DIRECTIVE:
Render the lines below as a numbered list, skipping any blank lines. Omit the pictures from the list.

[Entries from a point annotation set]
......
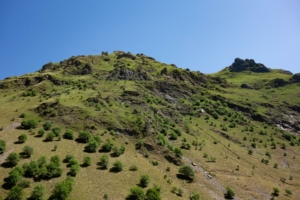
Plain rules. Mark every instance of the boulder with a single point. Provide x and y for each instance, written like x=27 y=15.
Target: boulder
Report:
x=296 y=78
x=87 y=69
x=247 y=65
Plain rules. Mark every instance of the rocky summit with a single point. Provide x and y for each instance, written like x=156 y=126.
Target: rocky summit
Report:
x=126 y=126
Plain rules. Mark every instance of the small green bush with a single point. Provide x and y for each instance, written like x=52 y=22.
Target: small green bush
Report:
x=38 y=193
x=50 y=136
x=117 y=166
x=22 y=138
x=2 y=146
x=87 y=161
x=47 y=125
x=12 y=159
x=103 y=163
x=144 y=180
x=136 y=193
x=69 y=134
x=27 y=151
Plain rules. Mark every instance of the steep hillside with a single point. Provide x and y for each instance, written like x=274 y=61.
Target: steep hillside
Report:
x=122 y=124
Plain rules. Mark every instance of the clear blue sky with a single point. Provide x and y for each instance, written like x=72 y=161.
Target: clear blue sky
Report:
x=202 y=35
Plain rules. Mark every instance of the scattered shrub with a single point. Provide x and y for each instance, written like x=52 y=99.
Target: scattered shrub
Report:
x=38 y=193
x=50 y=136
x=117 y=166
x=133 y=168
x=27 y=151
x=22 y=138
x=87 y=161
x=92 y=146
x=103 y=163
x=63 y=189
x=12 y=159
x=136 y=193
x=2 y=146
x=41 y=132
x=56 y=130
x=187 y=171
x=107 y=146
x=69 y=134
x=47 y=125
x=28 y=124
x=144 y=180
x=15 y=193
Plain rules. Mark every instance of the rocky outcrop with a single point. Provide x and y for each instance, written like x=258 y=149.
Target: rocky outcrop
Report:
x=247 y=65
x=296 y=78
x=124 y=73
x=48 y=66
x=121 y=54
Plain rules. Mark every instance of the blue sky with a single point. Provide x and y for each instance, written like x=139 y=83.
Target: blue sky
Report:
x=202 y=35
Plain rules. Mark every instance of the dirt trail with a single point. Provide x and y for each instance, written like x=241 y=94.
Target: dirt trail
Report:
x=212 y=181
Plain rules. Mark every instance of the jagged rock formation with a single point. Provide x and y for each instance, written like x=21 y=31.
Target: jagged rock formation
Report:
x=248 y=64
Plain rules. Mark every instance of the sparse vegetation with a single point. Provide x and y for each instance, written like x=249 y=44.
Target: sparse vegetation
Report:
x=140 y=116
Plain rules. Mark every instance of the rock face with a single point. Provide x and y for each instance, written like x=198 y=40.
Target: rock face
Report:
x=121 y=54
x=48 y=66
x=247 y=65
x=296 y=78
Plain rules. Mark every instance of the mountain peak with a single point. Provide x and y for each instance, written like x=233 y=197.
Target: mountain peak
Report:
x=247 y=65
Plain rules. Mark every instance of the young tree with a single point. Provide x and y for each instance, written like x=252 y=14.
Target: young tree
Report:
x=69 y=134
x=136 y=193
x=107 y=146
x=28 y=124
x=63 y=189
x=92 y=146
x=187 y=171
x=15 y=193
x=47 y=125
x=144 y=180
x=42 y=161
x=117 y=166
x=56 y=130
x=27 y=151
x=41 y=132
x=103 y=163
x=74 y=170
x=2 y=146
x=38 y=193
x=22 y=138
x=12 y=159
x=87 y=161
x=32 y=169
x=14 y=177
x=50 y=136
x=84 y=136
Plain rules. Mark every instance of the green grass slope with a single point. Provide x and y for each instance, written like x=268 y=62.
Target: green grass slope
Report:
x=154 y=118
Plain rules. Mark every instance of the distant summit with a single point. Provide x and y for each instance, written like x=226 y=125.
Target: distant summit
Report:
x=247 y=65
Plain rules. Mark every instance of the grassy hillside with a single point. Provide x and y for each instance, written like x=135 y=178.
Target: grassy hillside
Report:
x=155 y=119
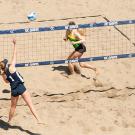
......
OUTPUT:
1. Plain rules. Mark every instance of the boulder with a single point. Provide x and y for each instance, written like x=27 y=15.
2. Target: boulder
3. Report:
4. x=296 y=78
5. x=87 y=69
6. x=247 y=65
7. Plain rules. Mark every instance of the rocky summit with a single point. Provide x and y for each instance, written like x=156 y=126.
8. Target: rocky summit
9. Report:
10. x=126 y=126
11. Plain rules. Mark every instance of the small green bush with a single point. Provide x and y for each instance, written like x=52 y=22.
12. Target: small green bush
13. Report:
14. x=38 y=193
15. x=50 y=136
16. x=117 y=166
17. x=22 y=138
18. x=2 y=146
19. x=87 y=161
20. x=47 y=125
21. x=12 y=159
22. x=103 y=163
23. x=144 y=180
24. x=136 y=193
25. x=69 y=134
26. x=27 y=151
27. Plain rules. Mark every instance of the steep hillside with a single point. Provide x and y for each instance, written like x=274 y=61.
28. Target: steep hillside
29. Report:
30. x=122 y=124
31. Plain rules. Mark every instance of the clear blue sky with a single point. Provide x and y for each instance, written like x=72 y=161.
32. Target: clear blue sky
33. Report:
34. x=202 y=35
35. Plain rules. Mark every instance of the scattered shrub with a single point. Provide x and y for each instance, written like x=52 y=99.
36. Target: scattered shrub
37. Report:
38. x=38 y=193
39. x=50 y=136
40. x=117 y=166
41. x=133 y=168
42. x=27 y=151
43. x=22 y=138
44. x=87 y=161
45. x=92 y=146
46. x=103 y=163
47. x=63 y=189
48. x=12 y=159
49. x=136 y=193
50. x=2 y=146
51. x=41 y=132
52. x=56 y=130
53. x=187 y=171
54. x=107 y=146
55. x=69 y=134
56. x=47 y=125
57. x=28 y=124
58. x=144 y=180
59. x=15 y=193
60. Plain rules. Mark every instance of the rocky outcrop with a single point. Provide x and y for each instance, written like x=258 y=149.
61. Target: rocky outcrop
62. Report:
63. x=247 y=65
64. x=296 y=78
65. x=124 y=73
66. x=48 y=66
67. x=121 y=54
68. Plain rules. Mark every instance of the blue sky with a single point. Provide x and y for each instance, written like x=139 y=83.
69. Target: blue sky
70. Report:
71. x=202 y=35
72. Plain rules. Mark every instance of the dirt trail with a single point. Provide x and y for each instance, written like x=241 y=94.
73. Target: dirt trail
74. Report:
75. x=212 y=181
76. Plain rules. Mark every instance of the jagged rock formation with a single point. Provide x and y for each instance, written like x=21 y=31.
77. Target: jagged rock formation
78. Report:
79. x=248 y=64
80. Plain rules. Mark every instance of the sparse vegetation with a single point. Provide x and y for each instance, written like x=249 y=44.
81. Target: sparse vegetation
82. Report:
83. x=140 y=116
84. Plain rules. Mark every instance of the rock face with a single point. Provide x and y for each instance, written like x=198 y=40.
85. Target: rock face
86. Report:
87. x=121 y=54
88. x=48 y=66
89. x=247 y=65
90. x=296 y=78
91. Plain rules. Mark every instance of the mountain peak with a single point. Provide x and y for each instance, written like x=233 y=197.
92. Target: mountain peak
93. Report:
94. x=247 y=65
95. Plain rules. Mark every instance of the young tree with a single point. Provide x and y for each instance, written like x=252 y=14.
96. Target: young tree
97. Report:
98. x=69 y=134
99. x=136 y=193
100. x=107 y=146
101. x=28 y=124
102. x=63 y=189
103. x=92 y=146
104. x=187 y=171
105. x=15 y=193
106. x=47 y=125
107. x=144 y=180
108. x=42 y=161
109. x=117 y=166
110. x=56 y=130
111. x=27 y=151
112. x=41 y=132
113. x=103 y=163
114. x=74 y=170
115. x=2 y=146
116. x=38 y=193
117. x=22 y=138
118. x=12 y=159
119. x=87 y=161
120. x=32 y=169
121. x=14 y=177
122. x=50 y=136
123. x=84 y=136
124. Plain rules. Mark every instance of the green grass slope with a single point. Provide x and y for each instance, written like x=268 y=62.
125. Target: green grass slope
126. Report:
127. x=154 y=118
128. Plain rules. Mark every instance of the distant summit with a single point. Provide x and y for each instance, written like x=226 y=125.
129. Target: distant summit
130. Report:
131. x=247 y=65
132. Plain rules. Mark every instance of the grassy hillside with a single point. Provide x and y for each instance, written like x=135 y=178.
133. Target: grassy hillside
134. Report:
135. x=155 y=119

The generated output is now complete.